| Records supplied |
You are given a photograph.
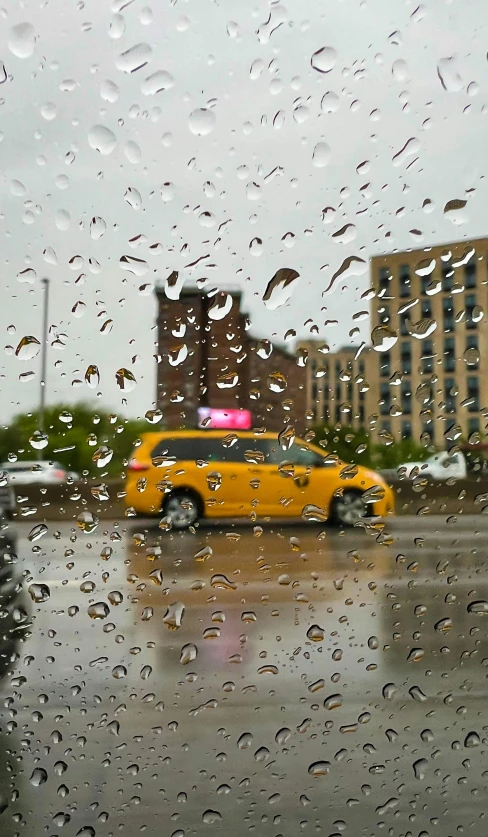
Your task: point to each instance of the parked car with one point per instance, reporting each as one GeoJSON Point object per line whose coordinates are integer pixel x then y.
{"type": "Point", "coordinates": [440, 466]}
{"type": "Point", "coordinates": [14, 610]}
{"type": "Point", "coordinates": [189, 474]}
{"type": "Point", "coordinates": [24, 472]}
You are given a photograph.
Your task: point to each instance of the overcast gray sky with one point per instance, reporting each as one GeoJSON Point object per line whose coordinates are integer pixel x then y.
{"type": "Point", "coordinates": [247, 180]}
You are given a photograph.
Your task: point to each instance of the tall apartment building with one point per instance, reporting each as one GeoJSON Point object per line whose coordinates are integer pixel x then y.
{"type": "Point", "coordinates": [337, 383]}
{"type": "Point", "coordinates": [207, 358]}
{"type": "Point", "coordinates": [431, 306]}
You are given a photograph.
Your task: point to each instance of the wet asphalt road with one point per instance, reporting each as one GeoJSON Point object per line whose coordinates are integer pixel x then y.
{"type": "Point", "coordinates": [379, 727]}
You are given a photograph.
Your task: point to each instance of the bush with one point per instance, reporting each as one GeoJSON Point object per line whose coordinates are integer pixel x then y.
{"type": "Point", "coordinates": [68, 439]}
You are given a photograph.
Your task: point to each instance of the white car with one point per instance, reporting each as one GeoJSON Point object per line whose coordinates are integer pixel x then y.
{"type": "Point", "coordinates": [440, 466]}
{"type": "Point", "coordinates": [26, 472]}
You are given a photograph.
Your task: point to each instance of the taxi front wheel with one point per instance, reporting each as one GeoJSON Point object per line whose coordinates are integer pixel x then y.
{"type": "Point", "coordinates": [348, 509]}
{"type": "Point", "coordinates": [182, 509]}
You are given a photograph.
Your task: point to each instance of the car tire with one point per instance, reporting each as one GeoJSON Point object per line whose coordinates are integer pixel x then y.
{"type": "Point", "coordinates": [182, 508]}
{"type": "Point", "coordinates": [348, 509]}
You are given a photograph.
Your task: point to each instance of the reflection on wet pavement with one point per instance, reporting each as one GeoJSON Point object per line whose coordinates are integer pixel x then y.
{"type": "Point", "coordinates": [269, 680]}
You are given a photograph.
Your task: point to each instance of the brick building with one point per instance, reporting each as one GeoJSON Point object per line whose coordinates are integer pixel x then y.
{"type": "Point", "coordinates": [207, 358]}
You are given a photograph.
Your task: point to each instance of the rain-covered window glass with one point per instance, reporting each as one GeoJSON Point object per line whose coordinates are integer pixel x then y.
{"type": "Point", "coordinates": [470, 274]}
{"type": "Point", "coordinates": [404, 277]}
{"type": "Point", "coordinates": [384, 280]}
{"type": "Point", "coordinates": [447, 277]}
{"type": "Point", "coordinates": [450, 394]}
{"type": "Point", "coordinates": [406, 429]}
{"type": "Point", "coordinates": [470, 306]}
{"type": "Point", "coordinates": [385, 399]}
{"type": "Point", "coordinates": [449, 354]}
{"type": "Point", "coordinates": [448, 314]}
{"type": "Point", "coordinates": [427, 359]}
{"type": "Point", "coordinates": [473, 394]}
{"type": "Point", "coordinates": [406, 357]}
{"type": "Point", "coordinates": [406, 397]}
{"type": "Point", "coordinates": [472, 356]}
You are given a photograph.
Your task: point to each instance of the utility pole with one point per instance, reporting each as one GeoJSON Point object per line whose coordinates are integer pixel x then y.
{"type": "Point", "coordinates": [45, 326]}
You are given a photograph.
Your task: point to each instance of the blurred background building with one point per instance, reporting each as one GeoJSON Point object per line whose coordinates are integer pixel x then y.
{"type": "Point", "coordinates": [207, 358]}
{"type": "Point", "coordinates": [422, 377]}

| Instructions to follow |
Retype the entries word for word. Omit any images.

| Result below |
You are given a photograph.
Your task: point to each instance of the parked car with one point per instance, reporting each as one GeoJSON Point object per line whose coordinates are integer pixel x then y.
{"type": "Point", "coordinates": [440, 466]}
{"type": "Point", "coordinates": [14, 610]}
{"type": "Point", "coordinates": [189, 474]}
{"type": "Point", "coordinates": [24, 472]}
You are given a photograph.
Your task: point to each instance of the overcast gray sky with one point per instance, reporting each as one GeoJSON Point object per line whose coordinates are integer pixel x then y.
{"type": "Point", "coordinates": [247, 180]}
You are given a photograph.
Your task: point to each instance of the tall apartment building with one point per instance, reporting each as one GeoJSON Point object per line whose coordinates are integer pixel x then y.
{"type": "Point", "coordinates": [337, 383]}
{"type": "Point", "coordinates": [207, 358]}
{"type": "Point", "coordinates": [431, 306]}
You are given a photograph.
Your task: point to each instance of the wet asphalt road with one point per instance, reporting each as one GeoJSON Point object per line whose coordinates are integer pixel x then y.
{"type": "Point", "coordinates": [379, 727]}
You are given a photograph.
Your task: point to each instance of the bush with one point per instance, reporting each as one GeoJSON Point object per line whose coordinates are integer pixel x then y.
{"type": "Point", "coordinates": [68, 439]}
You are given a photograph.
Your task: point to each instance of the white car with one point per instance, reporting each as one GeoJSON Point object per line whose coordinates are integer pixel x then y.
{"type": "Point", "coordinates": [440, 466]}
{"type": "Point", "coordinates": [26, 472]}
You are given a photograph.
Your task: point to each instance of the taxi front wheel with one point per instance, reporting each as one GeoJSON Point object per line whose coordinates are integer pixel x then y.
{"type": "Point", "coordinates": [348, 509]}
{"type": "Point", "coordinates": [182, 509]}
You are given a photograph.
Your task: point to each instance of the car tire with one point per instance, reporting each as one GeoJSON Point object per line whose coordinates are integer pixel x then y.
{"type": "Point", "coordinates": [182, 508]}
{"type": "Point", "coordinates": [348, 509]}
You are given a photograph.
Your task: point to each instance of the reflection on wet pavement with one point per instance, reporting each as one GeoJSON Point object per line whose coordinates are integer pixel x then y.
{"type": "Point", "coordinates": [269, 680]}
You are given a photograph.
Your task: point to each instance of the brick building with one point per instance, reporting each as one GeoJSON Point object per line whose coordinates are integer pixel x then y.
{"type": "Point", "coordinates": [207, 358]}
You are given a photograph.
Your task: point to each instance of the rain-covered window glass with one point per instance, reporting each as one GeoJSON Point object per line whose coordinates are integer pixel x then y.
{"type": "Point", "coordinates": [470, 274]}
{"type": "Point", "coordinates": [404, 277]}
{"type": "Point", "coordinates": [384, 280]}
{"type": "Point", "coordinates": [447, 277]}
{"type": "Point", "coordinates": [450, 394]}
{"type": "Point", "coordinates": [406, 429]}
{"type": "Point", "coordinates": [470, 306]}
{"type": "Point", "coordinates": [385, 399]}
{"type": "Point", "coordinates": [449, 354]}
{"type": "Point", "coordinates": [448, 314]}
{"type": "Point", "coordinates": [427, 359]}
{"type": "Point", "coordinates": [473, 394]}
{"type": "Point", "coordinates": [406, 357]}
{"type": "Point", "coordinates": [406, 397]}
{"type": "Point", "coordinates": [472, 356]}
You are given a photograph.
Your task: point to each instance of the utility pole with one point per instance, reporting each as one GeoJSON Point object per line whose coordinates are integer pixel x then y.
{"type": "Point", "coordinates": [45, 326]}
You are given a photograph.
Your task: point to each instance of the blurred background building with one point per instance, reporting each as one GeoJSON Point object per line whose coordinates are integer pixel x then y.
{"type": "Point", "coordinates": [207, 358]}
{"type": "Point", "coordinates": [422, 377]}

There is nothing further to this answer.